Each record below should appear again exactly as written.

BEGIN RECORDS TO USE

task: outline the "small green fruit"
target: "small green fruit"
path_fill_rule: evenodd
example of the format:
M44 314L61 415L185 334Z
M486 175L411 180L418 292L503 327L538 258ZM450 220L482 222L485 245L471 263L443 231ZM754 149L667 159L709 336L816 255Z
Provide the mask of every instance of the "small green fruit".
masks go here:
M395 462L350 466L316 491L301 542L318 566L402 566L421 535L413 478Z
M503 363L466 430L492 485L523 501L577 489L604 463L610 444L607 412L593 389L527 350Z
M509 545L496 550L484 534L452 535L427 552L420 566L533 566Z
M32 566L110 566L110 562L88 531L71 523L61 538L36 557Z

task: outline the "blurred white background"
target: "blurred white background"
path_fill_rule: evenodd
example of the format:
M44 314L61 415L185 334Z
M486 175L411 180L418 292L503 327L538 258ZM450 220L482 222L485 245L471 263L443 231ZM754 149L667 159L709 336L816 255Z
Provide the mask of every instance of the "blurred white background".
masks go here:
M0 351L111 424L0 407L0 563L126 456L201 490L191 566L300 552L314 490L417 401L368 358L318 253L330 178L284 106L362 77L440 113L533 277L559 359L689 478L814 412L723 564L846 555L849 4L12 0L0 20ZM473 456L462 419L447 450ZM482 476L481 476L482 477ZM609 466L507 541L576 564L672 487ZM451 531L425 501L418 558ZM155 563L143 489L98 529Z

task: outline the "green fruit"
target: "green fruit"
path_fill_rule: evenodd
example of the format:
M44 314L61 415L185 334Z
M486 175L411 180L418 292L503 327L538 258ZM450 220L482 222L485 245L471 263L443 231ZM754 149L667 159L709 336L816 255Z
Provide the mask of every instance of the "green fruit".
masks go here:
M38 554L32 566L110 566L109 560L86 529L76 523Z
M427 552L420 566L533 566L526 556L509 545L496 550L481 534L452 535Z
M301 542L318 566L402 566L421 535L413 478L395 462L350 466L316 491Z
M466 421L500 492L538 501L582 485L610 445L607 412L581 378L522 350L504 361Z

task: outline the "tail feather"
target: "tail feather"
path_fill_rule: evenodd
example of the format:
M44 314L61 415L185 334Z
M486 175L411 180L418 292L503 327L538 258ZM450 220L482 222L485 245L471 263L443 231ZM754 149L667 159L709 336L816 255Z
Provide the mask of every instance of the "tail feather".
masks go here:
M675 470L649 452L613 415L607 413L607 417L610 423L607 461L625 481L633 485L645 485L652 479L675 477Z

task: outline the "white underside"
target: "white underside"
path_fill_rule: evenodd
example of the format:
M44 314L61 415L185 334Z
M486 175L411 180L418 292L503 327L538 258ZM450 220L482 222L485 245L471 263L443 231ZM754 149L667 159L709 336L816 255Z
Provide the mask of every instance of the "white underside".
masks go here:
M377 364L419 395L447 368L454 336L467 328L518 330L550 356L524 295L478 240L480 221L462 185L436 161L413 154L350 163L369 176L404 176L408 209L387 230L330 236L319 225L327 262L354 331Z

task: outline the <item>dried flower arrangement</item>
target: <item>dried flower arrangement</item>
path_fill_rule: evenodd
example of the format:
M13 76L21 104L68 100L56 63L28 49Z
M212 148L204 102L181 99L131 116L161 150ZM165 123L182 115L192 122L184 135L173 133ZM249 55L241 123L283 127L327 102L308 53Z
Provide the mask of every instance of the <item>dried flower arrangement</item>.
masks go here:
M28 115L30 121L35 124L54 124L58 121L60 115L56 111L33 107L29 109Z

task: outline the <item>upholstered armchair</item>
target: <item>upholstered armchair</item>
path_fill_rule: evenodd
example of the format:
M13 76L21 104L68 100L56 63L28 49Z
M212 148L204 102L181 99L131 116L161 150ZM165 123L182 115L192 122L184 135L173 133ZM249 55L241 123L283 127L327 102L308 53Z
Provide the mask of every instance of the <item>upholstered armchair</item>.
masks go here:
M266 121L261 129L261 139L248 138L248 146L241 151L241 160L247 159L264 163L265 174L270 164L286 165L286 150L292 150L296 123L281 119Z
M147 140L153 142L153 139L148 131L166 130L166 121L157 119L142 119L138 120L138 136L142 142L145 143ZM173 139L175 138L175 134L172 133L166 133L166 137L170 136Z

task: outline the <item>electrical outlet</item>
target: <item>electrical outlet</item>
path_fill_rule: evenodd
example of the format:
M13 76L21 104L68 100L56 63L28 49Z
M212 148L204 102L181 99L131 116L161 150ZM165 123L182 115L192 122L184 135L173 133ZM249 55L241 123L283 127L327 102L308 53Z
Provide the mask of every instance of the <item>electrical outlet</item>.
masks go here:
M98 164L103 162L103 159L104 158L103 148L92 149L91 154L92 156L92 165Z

END RECORDS TO USE

● **TASK ANSWER**
task: outline the "small green fruit"
target: "small green fruit"
path_fill_rule: evenodd
example of the format:
M44 314L61 415L185 334Z
M486 175L411 180L418 292L503 327L538 258ZM450 220L482 222L485 245L471 263L443 231ZM754 149L667 159L709 336L816 255Z
Provide the mask of every instance of the "small green fruit".
masks go here:
M395 462L350 466L316 491L301 542L318 566L402 566L421 535L413 478Z
M503 363L466 430L492 485L523 501L577 489L604 463L610 444L607 412L593 389L527 350Z
M509 545L496 550L484 534L452 535L427 552L420 566L533 566Z
M32 566L110 566L110 562L88 531L71 523L61 538L36 557Z

task: outline the "blurred white background"
target: "blurred white background"
path_fill_rule: evenodd
example of the format:
M44 314L61 415L185 334Z
M486 175L411 180L418 292L503 327L538 258ZM450 220L482 222L485 245L471 263L443 231ZM754 149L667 159L709 336L816 255Z
Provide the mask of every instance of the "blurred white background".
masks go here:
M0 351L111 424L0 407L0 563L126 456L201 490L191 566L300 552L314 490L417 401L368 358L318 253L330 178L284 106L362 77L440 113L533 277L559 359L689 478L814 412L723 564L846 555L849 4L12 0L0 20ZM473 456L462 419L447 450ZM482 476L481 476L482 477ZM609 466L507 541L576 564L672 487ZM451 531L425 501L418 558ZM155 563L143 489L98 529Z

task: outline the "green fruit"
target: "green fruit"
path_fill_rule: evenodd
example of the format:
M44 314L61 415L185 334Z
M486 175L411 180L418 292L503 327L538 258ZM450 220L482 222L485 245L471 263L443 231ZM754 149L667 159L709 336L816 255Z
Provide the mask of every instance of the "green fruit".
masks go here:
M38 554L32 566L110 566L109 560L86 529L76 523Z
M427 552L420 566L533 566L526 556L509 545L496 550L481 534L452 535Z
M301 542L318 566L402 566L421 535L413 478L395 462L350 466L316 491Z
M466 421L500 492L538 501L582 485L610 445L607 412L581 378L522 350L504 361Z

task: outline the "tail feather"
target: "tail feather"
path_fill_rule: evenodd
example of the format:
M44 314L61 415L185 334Z
M486 175L411 180L418 292L503 327L538 258ZM450 220L482 222L485 245L471 263L443 231ZM754 149L667 159L709 336L816 255Z
Provide the mask of every instance of the "tail feather".
masks go here:
M675 470L649 452L613 415L607 413L607 417L610 423L607 461L625 481L633 485L645 485L652 479L675 477Z

task: outline the "white underside"
target: "white underside"
path_fill_rule: evenodd
example of the format:
M44 314L61 415L185 334Z
M486 175L411 180L418 292L503 327L538 258ZM450 220L482 222L485 245L471 263L443 231ZM754 149L667 159L709 336L816 255Z
Provide the mask of every instance of the "white underside".
masks go here:
M377 364L419 395L447 368L454 336L467 328L518 330L550 356L524 295L478 240L480 221L462 185L436 161L413 154L350 163L369 176L404 176L408 209L387 230L330 236L319 225L327 262L354 331Z

task: outline the <item>dried flower arrangement</item>
target: <item>dried flower arrangement</item>
path_fill_rule: evenodd
example of the format:
M13 76L21 104L68 100L56 63L28 49Z
M212 148L204 102L181 99L131 116L161 150ZM165 123L182 115L192 122L184 135L173 133ZM249 55L241 123L283 127L327 102L308 53Z
Provide the mask of every instance of the <item>dried flower arrangement</item>.
masks go here:
M28 115L30 121L35 124L54 124L58 121L60 115L56 111L33 107L29 109Z

task: outline the <item>upholstered armchair</item>
target: <item>upholstered armchair</item>
path_fill_rule: evenodd
example of the format:
M13 76L21 104L68 100L56 63L28 49Z
M212 148L204 102L181 99L131 116L161 150ZM165 123L182 115L192 122L184 135L173 133ZM249 55L241 123L283 127L327 102L308 53Z
Provide the mask of every instance of the <item>upholstered armchair</item>.
masks go here:
M266 121L261 129L261 139L248 138L248 146L241 151L241 160L247 159L264 163L265 174L270 164L286 165L286 150L292 150L296 123L281 119Z
M147 140L153 142L153 139L148 131L166 130L166 121L157 119L142 119L138 120L138 136L142 142L145 143ZM173 139L175 138L175 134L172 133L166 133L166 137L170 136Z

task: outline the <item>electrical outlet</item>
target: <item>electrical outlet</item>
path_fill_rule: evenodd
example of the format:
M13 76L21 104L68 100L56 63L28 49Z
M212 148L204 102L181 99L131 116L161 150ZM165 123L182 115L192 122L184 135L173 133ZM249 55L241 123L283 127L327 102L308 53Z
Provide the mask of every instance of the <item>electrical outlet</item>.
masks go here:
M98 164L103 162L103 159L104 158L103 148L92 149L91 154L92 156L92 165Z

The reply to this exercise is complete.